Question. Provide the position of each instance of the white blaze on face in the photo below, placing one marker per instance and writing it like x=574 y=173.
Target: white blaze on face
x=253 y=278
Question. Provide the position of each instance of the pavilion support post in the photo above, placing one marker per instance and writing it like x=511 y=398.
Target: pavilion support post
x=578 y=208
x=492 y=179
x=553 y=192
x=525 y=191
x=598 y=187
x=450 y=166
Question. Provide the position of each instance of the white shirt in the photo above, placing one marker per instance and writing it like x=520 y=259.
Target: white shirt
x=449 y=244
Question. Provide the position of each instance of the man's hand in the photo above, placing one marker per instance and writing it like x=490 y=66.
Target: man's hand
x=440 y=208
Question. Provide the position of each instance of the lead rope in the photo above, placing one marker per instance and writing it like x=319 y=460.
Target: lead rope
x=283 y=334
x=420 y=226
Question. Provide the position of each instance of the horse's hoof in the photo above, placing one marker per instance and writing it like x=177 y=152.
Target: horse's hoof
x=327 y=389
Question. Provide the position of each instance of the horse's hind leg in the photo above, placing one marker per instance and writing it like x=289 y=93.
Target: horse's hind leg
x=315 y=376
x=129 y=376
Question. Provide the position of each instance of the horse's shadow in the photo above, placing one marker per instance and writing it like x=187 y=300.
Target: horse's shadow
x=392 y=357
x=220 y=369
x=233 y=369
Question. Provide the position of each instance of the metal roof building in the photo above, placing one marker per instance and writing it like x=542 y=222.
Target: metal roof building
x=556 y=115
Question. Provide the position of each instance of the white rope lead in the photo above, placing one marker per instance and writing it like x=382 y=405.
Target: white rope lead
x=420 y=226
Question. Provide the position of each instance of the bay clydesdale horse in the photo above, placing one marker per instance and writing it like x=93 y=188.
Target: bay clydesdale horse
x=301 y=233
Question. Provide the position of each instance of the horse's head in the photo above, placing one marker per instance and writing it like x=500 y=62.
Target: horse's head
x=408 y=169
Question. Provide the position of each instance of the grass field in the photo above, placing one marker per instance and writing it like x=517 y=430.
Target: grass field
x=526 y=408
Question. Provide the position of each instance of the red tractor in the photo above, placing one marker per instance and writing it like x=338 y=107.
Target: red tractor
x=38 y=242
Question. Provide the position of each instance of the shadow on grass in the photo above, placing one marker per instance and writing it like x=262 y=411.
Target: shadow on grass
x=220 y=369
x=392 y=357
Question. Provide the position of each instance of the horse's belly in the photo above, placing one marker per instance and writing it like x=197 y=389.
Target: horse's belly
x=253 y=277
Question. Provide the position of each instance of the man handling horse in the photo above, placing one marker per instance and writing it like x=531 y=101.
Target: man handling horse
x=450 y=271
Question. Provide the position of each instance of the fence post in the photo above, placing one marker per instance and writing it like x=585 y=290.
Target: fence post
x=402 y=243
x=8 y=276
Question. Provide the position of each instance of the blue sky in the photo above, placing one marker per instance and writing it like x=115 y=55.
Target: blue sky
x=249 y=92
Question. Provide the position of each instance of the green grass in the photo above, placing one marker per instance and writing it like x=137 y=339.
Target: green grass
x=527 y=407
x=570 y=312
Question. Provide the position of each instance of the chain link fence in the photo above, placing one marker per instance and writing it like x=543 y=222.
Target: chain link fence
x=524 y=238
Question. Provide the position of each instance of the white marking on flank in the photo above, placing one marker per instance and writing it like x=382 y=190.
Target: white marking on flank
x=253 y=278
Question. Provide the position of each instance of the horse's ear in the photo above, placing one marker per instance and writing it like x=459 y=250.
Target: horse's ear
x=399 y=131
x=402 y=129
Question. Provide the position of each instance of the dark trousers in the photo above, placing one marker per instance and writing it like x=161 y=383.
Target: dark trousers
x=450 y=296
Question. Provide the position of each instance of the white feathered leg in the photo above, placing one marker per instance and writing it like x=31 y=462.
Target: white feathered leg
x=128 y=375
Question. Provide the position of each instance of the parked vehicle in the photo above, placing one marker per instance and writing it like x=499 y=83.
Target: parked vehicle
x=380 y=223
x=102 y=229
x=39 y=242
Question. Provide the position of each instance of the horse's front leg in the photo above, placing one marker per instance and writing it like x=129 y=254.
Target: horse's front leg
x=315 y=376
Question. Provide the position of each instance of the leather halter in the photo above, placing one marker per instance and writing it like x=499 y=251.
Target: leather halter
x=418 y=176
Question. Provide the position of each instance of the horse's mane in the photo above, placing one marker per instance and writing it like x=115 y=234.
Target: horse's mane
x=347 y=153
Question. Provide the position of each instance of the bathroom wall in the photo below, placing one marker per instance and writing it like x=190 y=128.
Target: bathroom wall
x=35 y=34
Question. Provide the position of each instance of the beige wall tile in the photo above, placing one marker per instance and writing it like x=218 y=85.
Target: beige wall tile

━━━━

Reproduce the material from its first line through the line containing "x=449 y=244", substituting "pavilion pillar" for every occurrence of "pavilion support post" and leaving all other text unchanged.

● **Worked solution**
Question. Provide the position of each instance of the white blaze on face in the photo below, placing one marker per instance and writing it like x=574 y=173.
Target: white blaze on face
x=253 y=278
Question. Provide the position of each instance of the pavilion pillar in the photo above, placing one marker per instance and writing it like x=511 y=398.
Target: pavilion pillar
x=578 y=208
x=492 y=179
x=553 y=192
x=525 y=191
x=598 y=187
x=450 y=166
Question. Provide the position of each instance of the white shirt in the photo above, placing one marker per instance and writing it like x=520 y=259.
Target: white shirt
x=449 y=244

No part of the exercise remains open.